_Directions for this task_:
Every entry below is to be retyped exactly as it stands.

_Raw data_:
==================================================
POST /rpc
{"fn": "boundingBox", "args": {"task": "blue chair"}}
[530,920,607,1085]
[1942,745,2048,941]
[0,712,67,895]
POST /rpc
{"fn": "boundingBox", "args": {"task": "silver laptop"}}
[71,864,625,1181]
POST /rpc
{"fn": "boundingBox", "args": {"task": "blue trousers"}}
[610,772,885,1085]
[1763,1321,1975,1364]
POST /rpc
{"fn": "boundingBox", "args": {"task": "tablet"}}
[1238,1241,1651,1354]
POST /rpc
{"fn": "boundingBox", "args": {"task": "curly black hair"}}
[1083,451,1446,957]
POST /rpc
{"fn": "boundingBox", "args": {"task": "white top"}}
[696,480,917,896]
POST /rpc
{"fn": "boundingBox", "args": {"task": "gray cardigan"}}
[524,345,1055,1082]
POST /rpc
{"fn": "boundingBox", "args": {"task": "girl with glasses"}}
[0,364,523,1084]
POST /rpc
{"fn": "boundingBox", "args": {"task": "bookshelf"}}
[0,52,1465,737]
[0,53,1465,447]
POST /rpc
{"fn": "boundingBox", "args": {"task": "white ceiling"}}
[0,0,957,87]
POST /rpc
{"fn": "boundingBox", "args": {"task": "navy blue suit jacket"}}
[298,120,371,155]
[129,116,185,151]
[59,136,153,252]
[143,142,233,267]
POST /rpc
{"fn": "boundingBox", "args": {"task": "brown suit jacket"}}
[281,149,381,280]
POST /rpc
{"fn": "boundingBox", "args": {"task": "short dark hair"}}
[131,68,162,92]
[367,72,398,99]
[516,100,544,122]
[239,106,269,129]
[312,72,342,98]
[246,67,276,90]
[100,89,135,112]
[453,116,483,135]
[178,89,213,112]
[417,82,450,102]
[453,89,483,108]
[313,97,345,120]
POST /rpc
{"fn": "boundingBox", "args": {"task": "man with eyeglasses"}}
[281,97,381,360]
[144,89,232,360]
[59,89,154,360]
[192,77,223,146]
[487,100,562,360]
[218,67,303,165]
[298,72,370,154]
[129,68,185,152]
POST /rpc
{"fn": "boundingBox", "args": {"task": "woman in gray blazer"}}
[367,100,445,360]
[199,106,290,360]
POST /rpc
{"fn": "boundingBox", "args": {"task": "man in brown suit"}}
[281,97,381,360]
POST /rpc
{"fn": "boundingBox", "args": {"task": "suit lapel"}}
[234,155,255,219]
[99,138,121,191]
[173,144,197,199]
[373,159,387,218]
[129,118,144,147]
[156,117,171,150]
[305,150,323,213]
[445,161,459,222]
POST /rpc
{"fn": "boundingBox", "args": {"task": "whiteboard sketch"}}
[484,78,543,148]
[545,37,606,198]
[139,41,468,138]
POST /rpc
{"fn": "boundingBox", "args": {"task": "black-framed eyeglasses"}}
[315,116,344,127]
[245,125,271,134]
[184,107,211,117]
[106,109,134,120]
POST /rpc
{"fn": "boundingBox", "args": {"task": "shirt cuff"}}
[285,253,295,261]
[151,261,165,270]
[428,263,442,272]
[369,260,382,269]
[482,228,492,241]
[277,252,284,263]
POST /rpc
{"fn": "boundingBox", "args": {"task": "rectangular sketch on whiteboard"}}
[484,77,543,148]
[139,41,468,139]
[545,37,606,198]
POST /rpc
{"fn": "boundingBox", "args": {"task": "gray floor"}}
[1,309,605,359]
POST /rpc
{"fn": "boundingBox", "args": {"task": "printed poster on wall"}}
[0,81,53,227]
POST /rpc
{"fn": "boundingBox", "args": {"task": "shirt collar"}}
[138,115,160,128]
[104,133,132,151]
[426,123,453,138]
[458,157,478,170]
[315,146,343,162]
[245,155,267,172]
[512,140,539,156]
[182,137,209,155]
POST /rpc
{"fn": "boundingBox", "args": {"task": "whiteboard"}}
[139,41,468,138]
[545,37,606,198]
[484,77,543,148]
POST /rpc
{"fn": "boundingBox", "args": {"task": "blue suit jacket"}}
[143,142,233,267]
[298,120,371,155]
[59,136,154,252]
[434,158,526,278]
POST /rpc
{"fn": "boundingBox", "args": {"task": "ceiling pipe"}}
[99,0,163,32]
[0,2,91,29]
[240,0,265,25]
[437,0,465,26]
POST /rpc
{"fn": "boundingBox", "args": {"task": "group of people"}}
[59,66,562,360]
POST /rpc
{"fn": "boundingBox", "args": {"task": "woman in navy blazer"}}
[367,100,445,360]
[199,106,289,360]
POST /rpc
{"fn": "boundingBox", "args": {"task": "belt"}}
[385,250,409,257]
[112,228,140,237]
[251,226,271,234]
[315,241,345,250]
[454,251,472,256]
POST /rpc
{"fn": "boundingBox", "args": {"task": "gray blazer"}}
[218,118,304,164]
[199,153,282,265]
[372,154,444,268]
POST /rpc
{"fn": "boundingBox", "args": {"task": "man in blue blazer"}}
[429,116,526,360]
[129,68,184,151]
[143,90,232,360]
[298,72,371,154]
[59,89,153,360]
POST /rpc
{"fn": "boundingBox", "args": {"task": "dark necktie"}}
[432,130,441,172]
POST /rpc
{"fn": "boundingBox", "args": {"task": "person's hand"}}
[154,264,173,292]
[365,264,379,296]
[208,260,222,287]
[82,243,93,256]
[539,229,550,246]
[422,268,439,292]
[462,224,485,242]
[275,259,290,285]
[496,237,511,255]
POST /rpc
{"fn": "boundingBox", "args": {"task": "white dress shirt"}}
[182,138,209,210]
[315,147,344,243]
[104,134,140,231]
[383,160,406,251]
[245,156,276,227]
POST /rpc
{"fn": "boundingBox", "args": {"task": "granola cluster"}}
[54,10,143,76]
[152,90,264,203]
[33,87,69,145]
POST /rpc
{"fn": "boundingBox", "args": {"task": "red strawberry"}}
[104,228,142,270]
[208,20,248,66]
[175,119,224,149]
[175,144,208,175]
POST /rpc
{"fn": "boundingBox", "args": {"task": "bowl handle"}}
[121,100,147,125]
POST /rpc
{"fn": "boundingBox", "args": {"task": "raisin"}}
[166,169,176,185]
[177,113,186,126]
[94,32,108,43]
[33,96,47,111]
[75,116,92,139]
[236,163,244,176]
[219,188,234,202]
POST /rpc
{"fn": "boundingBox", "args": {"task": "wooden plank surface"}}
==================================================
_Exercise solution_:
POST /rpc
{"fn": "boundingBox", "args": {"task": "blue chair"}}
[530,920,607,1085]
[1942,745,2048,941]
[0,712,67,895]
POST /rpc
{"fn": "boundingBox", "args": {"task": "silver laptop"}}
[71,864,625,1181]
POST /rpc
{"fn": "boundingBox", "args": {"task": "blue trousers"}}
[610,772,885,1085]
[1763,1321,1975,1364]
POST /rpc
{"fn": "boundingBox", "args": {"task": "tablet"}}
[1238,1241,1651,1354]
POST /rpc
{"fn": "boundingBox", "args": {"task": "curly black hair"}}
[1083,451,1446,957]
POST /rpc
{"fn": "boundingBox", "args": {"task": "white top"}}
[696,480,917,896]
POST /rpc
{"fn": "boundingBox", "args": {"task": "gray cardigan"}}
[524,345,1055,1082]
POST /rpc
{"fn": "boundingBox", "args": {"task": "girl with glasses"}}
[0,364,523,1084]
POST /rpc
{"fn": "boundingBox", "args": {"task": "bookshelf"}}
[0,52,1465,737]
[0,53,1465,447]
POST /rpc
{"fn": "boundingBox", "args": {"task": "white ceiling"}}
[0,0,957,87]
POST /rpc
{"fn": "boundingBox", "args": {"task": "navy blue suit jacket"}}
[298,120,371,155]
[129,116,185,151]
[59,136,153,252]
[143,142,233,267]
POST /rpc
{"fn": "boundingBox", "args": {"task": "brown suit jacket"}}
[281,149,381,280]
POST /rpc
{"fn": "boundingBox", "args": {"task": "short dark hair"}}
[131,68,162,92]
[367,72,398,99]
[516,100,544,122]
[239,106,269,129]
[312,72,342,98]
[246,67,276,90]
[100,89,135,112]
[453,116,483,135]
[178,89,213,112]
[417,82,450,102]
[453,89,483,108]
[313,97,345,120]
POST /rpc
{"fn": "boundingBox", "args": {"task": "man with eyeglasses"}}
[281,97,381,360]
[144,89,232,360]
[59,89,154,360]
[192,77,223,146]
[487,100,562,360]
[218,67,303,165]
[298,72,370,154]
[129,68,185,152]
POST /rpc
{"fn": "boundingBox", "args": {"task": "woman in gray blazer"}}
[367,100,445,360]
[199,106,290,360]
POST /rpc
{"fn": "boundingBox", "args": {"task": "man in brown suit"}}
[281,97,381,360]
POST /rpc
{"fn": "boundingBox", "args": {"task": "suit lapel"}}
[234,155,255,219]
[99,138,121,191]
[173,144,197,199]
[373,159,387,218]
[129,118,144,147]
[156,117,171,150]
[305,150,323,213]
[445,161,459,222]
POST /rpc
{"fn": "boundingBox", "args": {"task": "whiteboard sketch"}}
[484,78,543,148]
[545,37,606,198]
[139,41,468,138]
POST /rpc
{"fn": "boundingBox", "args": {"task": "black-framed eyeglasses"}}
[315,116,344,127]
[245,125,271,134]
[184,107,211,117]
[106,109,134,120]
POST /rpc
{"fn": "boundingBox", "args": {"task": "shirt cuff"}}
[285,253,295,261]
[151,261,165,270]
[428,263,442,272]
[369,260,382,269]
[482,228,492,241]
[277,252,284,263]
POST /rpc
{"fn": "boundingBox", "args": {"task": "rectangular sketch on whiteboard"}}
[484,77,543,148]
[139,41,468,139]
[545,37,606,198]
POST /rpc
{"fn": "boundingBox", "args": {"task": "gray floor"}}
[1,309,605,359]
POST /rpc
{"fn": "boundingBox", "args": {"task": "printed poster on wall"}}
[0,81,53,227]
POST /rpc
{"fn": "boundingBox", "args": {"task": "shirt collar"}}
[138,115,160,128]
[104,133,132,151]
[426,123,453,138]
[458,157,478,170]
[315,146,343,162]
[245,155,267,172]
[512,140,539,156]
[182,137,209,155]
POST /rpc
{"fn": "boundingBox", "args": {"task": "whiteboard"}}
[139,41,468,138]
[545,37,606,198]
[484,77,543,148]
POST /rpc
{"fn": "boundingBox", "args": {"task": "blue suit jacket"}}
[143,142,233,267]
[298,120,371,155]
[59,136,154,252]
[434,158,526,278]
POST /rpc
{"fn": "boundingBox", "args": {"task": "ceiling pipe"}}
[99,0,163,32]
[0,2,91,29]
[240,0,265,25]
[437,0,465,26]
POST /rpc
{"fn": "boundingBox", "args": {"task": "group of people"}}
[59,66,562,360]
POST /rpc
{"fn": "boundingBox", "args": {"task": "woman in navy blazer"}}
[367,100,445,360]
[199,106,289,360]
POST /rpc
{"fn": "boundingBox", "args": {"task": "belt"}}
[385,250,409,257]
[112,228,140,237]
[251,226,271,234]
[315,241,345,250]
[454,251,472,256]
POST /rpc
{"fn": "boundingBox", "args": {"task": "gray blazer"}}
[218,118,304,164]
[199,153,282,265]
[372,154,444,268]
POST /rpc
{"fn": "boundingBox", "args": {"task": "man in blue blazer"}}
[429,116,526,360]
[129,68,184,151]
[143,90,232,360]
[298,72,371,154]
[59,89,153,360]
POST /rpc
{"fn": "boundingBox", "args": {"task": "dark necktie"}}
[432,130,441,172]
POST /rpc
{"fn": "boundingBox", "args": {"task": "person's hand"}}
[154,264,173,292]
[365,264,379,296]
[208,260,222,287]
[82,243,93,256]
[539,229,550,246]
[422,268,439,292]
[462,224,485,242]
[275,259,290,285]
[496,237,511,255]
POST /rpc
{"fn": "boundingBox", "args": {"task": "white dress shirt"}}
[182,138,209,210]
[315,147,344,243]
[104,134,140,231]
[383,160,406,251]
[245,156,276,227]
POST /rpc
{"fn": "boundingBox", "args": {"task": "granola cluster"}}
[54,10,143,76]
[152,90,264,203]
[33,87,69,145]
POST /rpc
{"fn": "boundingBox", "args": {"task": "red strawberry"}}
[104,228,142,270]
[208,20,248,66]
[175,119,224,149]
[175,144,208,175]
POST /rpc
{"fn": "boundingBox", "args": {"task": "bowl handle"}}
[121,100,147,125]
POST /rpc
{"fn": "boundingBox", "args": {"task": "raisin"}}
[166,169,176,185]
[177,113,186,126]
[94,32,108,43]
[33,96,47,111]
[75,116,92,139]
[236,163,244,176]
[219,188,234,202]
POST /rpc
{"fn": "boundingBox", "args": {"task": "wooden plank surface"}}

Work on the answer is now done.